— Start INFORMATION GIVEN —
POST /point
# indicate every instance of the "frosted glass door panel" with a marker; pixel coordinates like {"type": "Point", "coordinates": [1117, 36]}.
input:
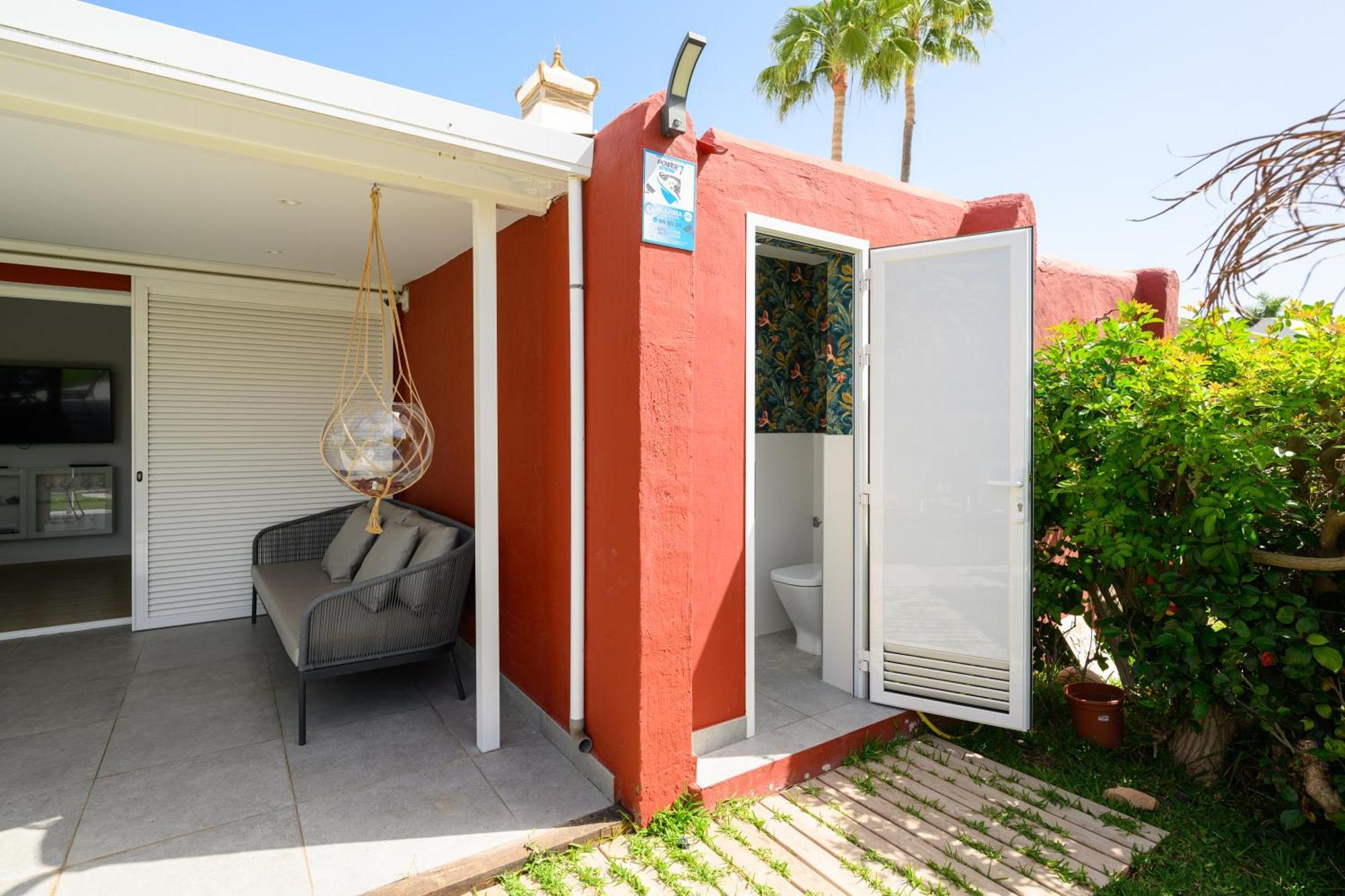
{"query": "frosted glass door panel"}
{"type": "Point", "coordinates": [950, 404]}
— End INFORMATION GIVEN —
Copy every line of the entries above word for word, leaving out the pictures.

ANSWER TO THIS PROBLEM:
POST /point
# indicate every instance of the "frosted glass door panel" with a marker; pixel coordinates like {"type": "Point", "coordinates": [1117, 36]}.
input:
{"query": "frosted glass door panel"}
{"type": "Point", "coordinates": [950, 404]}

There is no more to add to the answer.